### WHAT TO PRODUCE:
Lines below starting with the line with "Guideline: one marker per instance of the wall" and going on through the line with "Guideline: one marker per instance of the white door, placed" must be output exactly; the rest of the records must be left out.

-- Opening Marker --

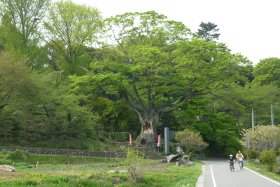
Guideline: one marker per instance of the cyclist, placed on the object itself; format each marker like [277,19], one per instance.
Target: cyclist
[239,156]
[231,162]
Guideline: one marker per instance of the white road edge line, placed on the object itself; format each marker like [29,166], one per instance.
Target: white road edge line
[213,178]
[263,176]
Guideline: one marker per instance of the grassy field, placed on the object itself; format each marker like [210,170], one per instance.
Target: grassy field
[263,170]
[60,171]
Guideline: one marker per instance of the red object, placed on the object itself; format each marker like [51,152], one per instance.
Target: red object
[130,139]
[158,143]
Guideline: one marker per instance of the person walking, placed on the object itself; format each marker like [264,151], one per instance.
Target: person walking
[239,156]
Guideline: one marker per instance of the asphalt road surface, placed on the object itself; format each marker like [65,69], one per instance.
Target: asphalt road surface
[218,174]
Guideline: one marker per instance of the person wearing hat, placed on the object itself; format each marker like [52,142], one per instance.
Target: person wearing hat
[239,156]
[231,161]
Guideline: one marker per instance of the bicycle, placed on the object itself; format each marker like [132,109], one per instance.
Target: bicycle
[240,163]
[231,166]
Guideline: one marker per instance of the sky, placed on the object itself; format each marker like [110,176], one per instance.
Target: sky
[249,27]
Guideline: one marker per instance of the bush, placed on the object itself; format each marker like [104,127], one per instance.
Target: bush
[251,154]
[18,155]
[134,165]
[5,161]
[268,157]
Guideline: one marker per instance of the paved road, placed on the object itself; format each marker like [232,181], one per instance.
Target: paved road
[217,174]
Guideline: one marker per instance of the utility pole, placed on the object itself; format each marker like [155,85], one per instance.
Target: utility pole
[272,115]
[253,122]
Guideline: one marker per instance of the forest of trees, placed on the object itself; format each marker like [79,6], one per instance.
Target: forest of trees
[66,74]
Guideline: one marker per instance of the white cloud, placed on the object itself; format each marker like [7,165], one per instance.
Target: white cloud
[250,27]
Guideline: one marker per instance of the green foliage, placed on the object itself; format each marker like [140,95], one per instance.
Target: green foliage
[4,158]
[268,157]
[267,72]
[70,28]
[262,137]
[251,154]
[191,141]
[208,31]
[18,155]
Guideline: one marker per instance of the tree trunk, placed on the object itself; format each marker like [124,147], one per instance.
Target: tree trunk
[149,122]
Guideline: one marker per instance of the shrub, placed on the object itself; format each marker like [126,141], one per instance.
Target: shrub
[268,157]
[251,154]
[262,137]
[18,155]
[134,165]
[5,161]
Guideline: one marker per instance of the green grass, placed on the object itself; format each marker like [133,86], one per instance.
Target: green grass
[263,170]
[95,173]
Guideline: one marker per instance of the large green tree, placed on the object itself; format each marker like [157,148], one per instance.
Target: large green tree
[208,31]
[70,30]
[24,16]
[267,72]
[156,70]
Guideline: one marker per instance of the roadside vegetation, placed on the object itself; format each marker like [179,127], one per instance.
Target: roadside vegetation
[262,149]
[90,171]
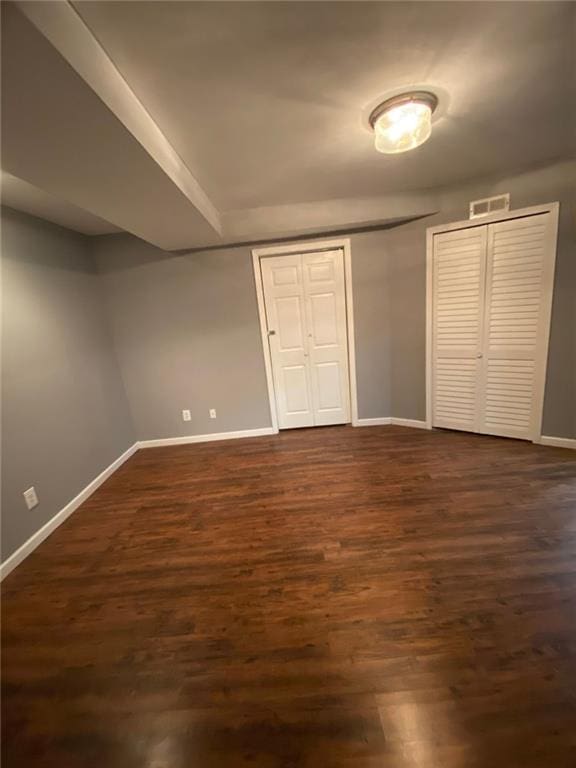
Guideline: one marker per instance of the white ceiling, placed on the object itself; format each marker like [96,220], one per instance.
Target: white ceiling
[22,196]
[264,100]
[194,123]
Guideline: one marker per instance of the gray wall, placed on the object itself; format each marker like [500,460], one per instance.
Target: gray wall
[188,336]
[186,327]
[406,247]
[64,409]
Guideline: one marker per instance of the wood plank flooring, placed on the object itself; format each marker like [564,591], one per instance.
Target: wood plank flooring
[326,598]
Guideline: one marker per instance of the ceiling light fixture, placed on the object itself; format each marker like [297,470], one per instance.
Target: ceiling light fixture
[403,122]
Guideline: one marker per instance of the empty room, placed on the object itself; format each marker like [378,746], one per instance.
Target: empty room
[288,377]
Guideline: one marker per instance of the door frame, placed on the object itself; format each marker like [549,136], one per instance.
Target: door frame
[311,246]
[548,290]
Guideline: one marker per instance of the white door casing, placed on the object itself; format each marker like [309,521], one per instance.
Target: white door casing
[304,296]
[519,278]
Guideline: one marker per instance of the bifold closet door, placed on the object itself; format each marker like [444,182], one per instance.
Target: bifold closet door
[305,303]
[459,263]
[519,278]
[492,291]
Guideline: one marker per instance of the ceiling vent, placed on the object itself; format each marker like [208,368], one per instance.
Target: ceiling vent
[479,208]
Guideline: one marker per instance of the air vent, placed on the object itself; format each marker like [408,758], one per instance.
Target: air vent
[488,205]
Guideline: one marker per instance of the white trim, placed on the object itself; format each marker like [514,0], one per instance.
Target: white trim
[383,421]
[559,442]
[493,218]
[207,438]
[391,420]
[413,423]
[307,247]
[37,538]
[553,210]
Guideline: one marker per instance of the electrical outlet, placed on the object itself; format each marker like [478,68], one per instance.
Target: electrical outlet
[31,498]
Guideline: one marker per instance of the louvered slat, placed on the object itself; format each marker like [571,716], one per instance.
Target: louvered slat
[459,269]
[515,268]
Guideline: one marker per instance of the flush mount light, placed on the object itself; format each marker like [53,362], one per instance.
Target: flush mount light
[403,122]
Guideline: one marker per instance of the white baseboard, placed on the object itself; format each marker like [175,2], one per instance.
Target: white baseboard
[559,442]
[373,422]
[414,423]
[207,438]
[37,538]
[385,420]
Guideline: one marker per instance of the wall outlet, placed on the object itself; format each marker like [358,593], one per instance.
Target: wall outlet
[31,498]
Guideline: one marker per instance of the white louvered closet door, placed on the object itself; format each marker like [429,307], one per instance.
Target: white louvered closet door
[458,307]
[492,291]
[519,280]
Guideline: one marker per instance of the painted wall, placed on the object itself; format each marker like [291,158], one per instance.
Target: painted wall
[188,336]
[64,408]
[406,249]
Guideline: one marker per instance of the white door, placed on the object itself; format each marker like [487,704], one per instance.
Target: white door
[519,281]
[492,290]
[305,303]
[458,305]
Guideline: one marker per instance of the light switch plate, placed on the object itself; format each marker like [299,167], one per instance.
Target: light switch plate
[31,498]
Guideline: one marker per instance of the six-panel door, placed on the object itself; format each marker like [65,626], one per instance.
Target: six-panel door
[305,302]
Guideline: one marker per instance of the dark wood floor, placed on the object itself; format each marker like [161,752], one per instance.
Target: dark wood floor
[326,598]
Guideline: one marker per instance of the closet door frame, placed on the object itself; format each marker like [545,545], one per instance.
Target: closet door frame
[548,289]
[314,246]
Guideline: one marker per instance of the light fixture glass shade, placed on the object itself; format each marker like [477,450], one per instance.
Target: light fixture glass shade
[403,127]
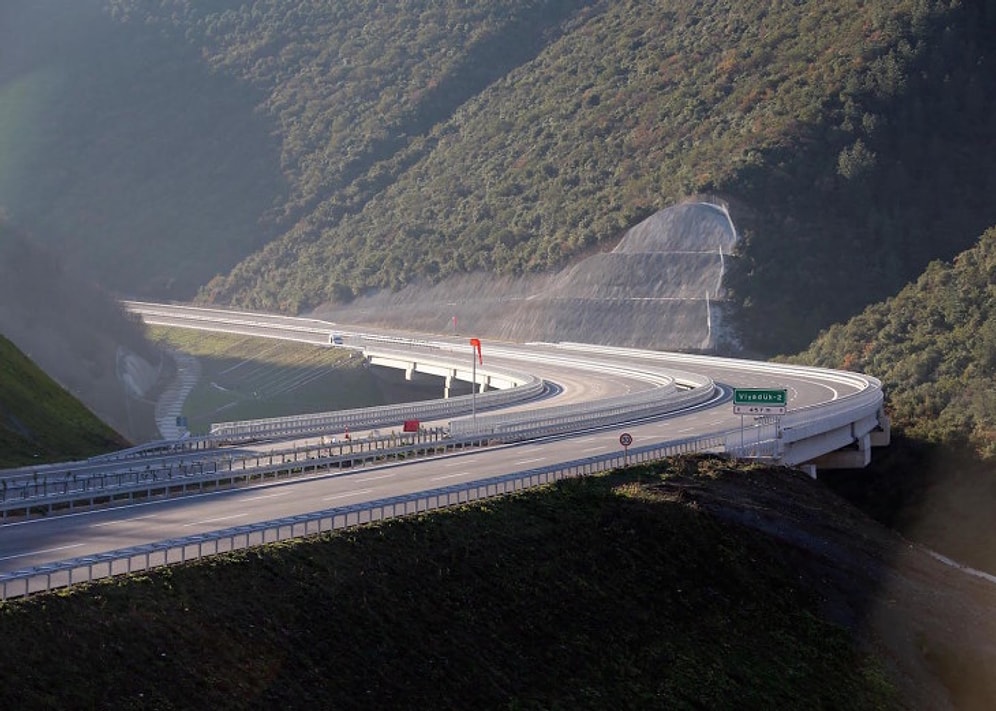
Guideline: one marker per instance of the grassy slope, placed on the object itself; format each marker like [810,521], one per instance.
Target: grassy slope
[598,593]
[246,378]
[40,421]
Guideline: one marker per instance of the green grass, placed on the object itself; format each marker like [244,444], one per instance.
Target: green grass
[40,421]
[248,378]
[592,594]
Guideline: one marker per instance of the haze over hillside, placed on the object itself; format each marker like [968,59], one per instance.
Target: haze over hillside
[308,154]
[78,335]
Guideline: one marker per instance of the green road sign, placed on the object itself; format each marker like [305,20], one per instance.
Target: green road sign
[760,401]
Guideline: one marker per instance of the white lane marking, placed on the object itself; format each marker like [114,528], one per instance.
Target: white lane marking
[215,520]
[449,476]
[118,522]
[268,496]
[348,493]
[375,478]
[46,550]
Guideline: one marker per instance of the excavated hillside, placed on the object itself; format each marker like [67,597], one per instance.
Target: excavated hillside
[660,287]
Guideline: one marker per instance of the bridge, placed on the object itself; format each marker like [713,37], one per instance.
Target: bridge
[540,412]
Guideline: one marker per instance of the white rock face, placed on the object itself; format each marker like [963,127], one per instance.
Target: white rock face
[661,287]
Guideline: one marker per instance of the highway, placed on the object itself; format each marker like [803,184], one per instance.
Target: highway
[581,374]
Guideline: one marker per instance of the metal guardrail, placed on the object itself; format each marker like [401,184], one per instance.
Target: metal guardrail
[178,550]
[528,387]
[599,413]
[46,495]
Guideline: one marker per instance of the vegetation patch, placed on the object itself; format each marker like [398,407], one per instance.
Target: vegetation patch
[243,377]
[594,593]
[40,421]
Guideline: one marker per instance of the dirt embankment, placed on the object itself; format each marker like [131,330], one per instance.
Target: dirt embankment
[932,621]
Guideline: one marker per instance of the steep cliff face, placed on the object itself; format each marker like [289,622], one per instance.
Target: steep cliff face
[660,287]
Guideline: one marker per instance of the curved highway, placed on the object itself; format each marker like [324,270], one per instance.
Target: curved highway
[36,542]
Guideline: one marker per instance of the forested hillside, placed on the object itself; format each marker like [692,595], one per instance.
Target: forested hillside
[933,346]
[42,422]
[336,148]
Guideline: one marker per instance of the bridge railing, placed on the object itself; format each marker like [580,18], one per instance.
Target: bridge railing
[528,387]
[129,560]
[598,413]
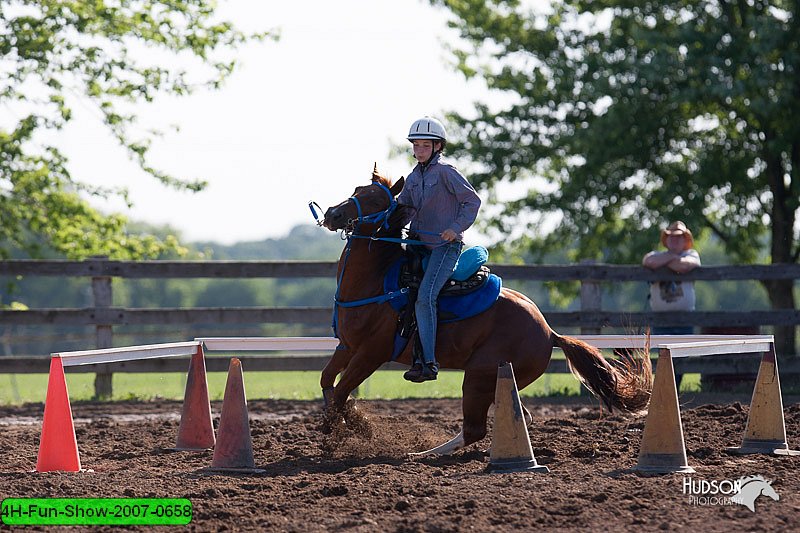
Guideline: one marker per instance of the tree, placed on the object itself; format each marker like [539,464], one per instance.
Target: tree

-- Closing Marker --

### TASK OUTPUT:
Guideline: one marker per instance of the wall outlet, placed on the object itself; format each marker like [358,593], one per instance.
Target: wall outlet
[31,498]
Guideline: one marker per instance of the white louvered closet door, placed on the object itself; format each marker like [429,307], one per instance.
Target: white louvered closet door
[458,307]
[492,291]
[519,280]
Guideline: one marker per instance of the painted wall, placed on the object itself; format each marker like [291,158], one per instance.
Target: painted wall
[188,336]
[64,408]
[406,249]
Guideline: one marker per instance of the white door, placed on the object itself; format each marker like [487,704], one per instance.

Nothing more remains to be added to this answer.